**Instruction a**.
Count the lines in the records that contain the string "jacket", matching case exactly. Reply with the number only.

**Document extract**.
========================
I feel like your telling everyone shes bored but not showing emotion or thought process. Like what she was thinking about that made her end up on going to the forest. You also mention that she goes there to cool off? Which usually implies that its a safe haven for her to go away to. You need to explain it like the character.

" I listened to the loud birds singing about whatever birds like to sing about." I wouldn't put the part were it mentions "whatever birds like to sing about" it makes your character seem odd? I would just omit that sentence.


"I didn't think anything of it, until something clamped down on my mouth, not letting me scream. I was pulled off the ground and in response, I thrashed around violently. My kicks were worthless since my feet only met with air. Whoever it was threw me back down onto the ground and held me there, face down. I tried to cry out but no sound came from my mouth, I was too frightened. I looked up and saw the shoes of another person walking towards me, I whimpered in fear. I struggled against them but they were just too strong, they tied my hands behind my back and shoved a cloth in my mouth. Tears blurred my vision as I was thrown over the shoulder of one of them, even though my efforts didn't work too well, I kept on kicking and wiggling in hopes of getting free. My muffled screams weren't to be heard by anyone except "grandfather" tree and the rest of the forest animals. Any hope I had disappeared as I realized that I was basically the only one who comes anywhere near the forest... "
========================
**Data supplied**.
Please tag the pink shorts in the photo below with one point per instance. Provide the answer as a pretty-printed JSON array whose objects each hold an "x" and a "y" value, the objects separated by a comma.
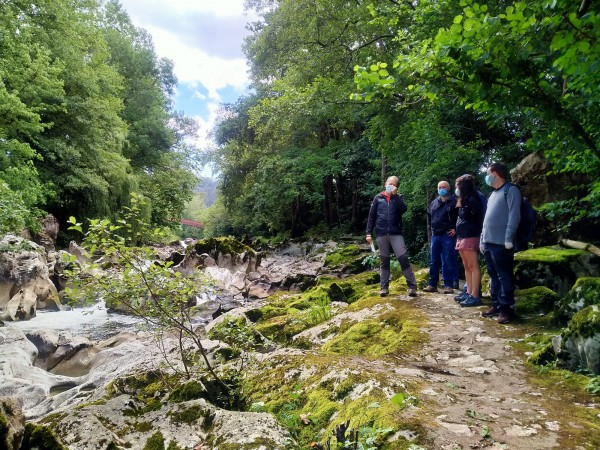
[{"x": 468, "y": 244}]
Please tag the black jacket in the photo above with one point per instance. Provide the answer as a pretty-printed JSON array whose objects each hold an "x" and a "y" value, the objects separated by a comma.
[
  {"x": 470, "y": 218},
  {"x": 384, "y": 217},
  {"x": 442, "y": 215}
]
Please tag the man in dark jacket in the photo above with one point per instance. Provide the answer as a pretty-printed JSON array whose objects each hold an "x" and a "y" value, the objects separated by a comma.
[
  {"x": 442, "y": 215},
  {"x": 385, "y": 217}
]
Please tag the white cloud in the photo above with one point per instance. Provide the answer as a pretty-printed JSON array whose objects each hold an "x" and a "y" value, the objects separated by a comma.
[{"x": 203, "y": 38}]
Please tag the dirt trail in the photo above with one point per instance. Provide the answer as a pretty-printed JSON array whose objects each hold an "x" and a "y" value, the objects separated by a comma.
========================
**Instruction b**.
Reproduce the full story critique above word for word.

**Written reply a**.
2

**Written reply b**.
I feel like your telling everyone shes bored but not showing emotion or thought process. Like what she was thinking about that made her end up on going to the forest. You also mention that she goes there to cool off? Which usually implies that its a safe haven for her to go away to. You need to explain it like the character.

" I listened to the loud birds singing about whatever birds like to sing about." I wouldn't put the part were it mentions "whatever birds like to sing about" it makes your character seem odd? I would just omit that sentence.


"I didn't think anything of it, until something clamped down on my mouth, not letting me scream. I was pulled off the ground and in response, I thrashed around violently. My kicks were worthless since my feet only met with air. Whoever it was threw me back down onto the ground and held me there, face down. I tried to cry out but no sound came from my mouth, I was too frightened. I looked up and saw the shoes of another person walking towards me, I whimpered in fear. I struggled against them but they were just too strong, they tied my hands behind my back and shoved a cloth in my mouth. Tears blurred my vision as I was thrown over the shoulder of one of them, even though my efforts didn't work too well, I kept on kicking and wiggling in hopes of getting free. My muffled screams weren't to be heard by anyone except "grandfather" tree and the rest of the forest animals. Any hope I had disappeared as I realized that I was basically the only one who comes anywhere near the forest... "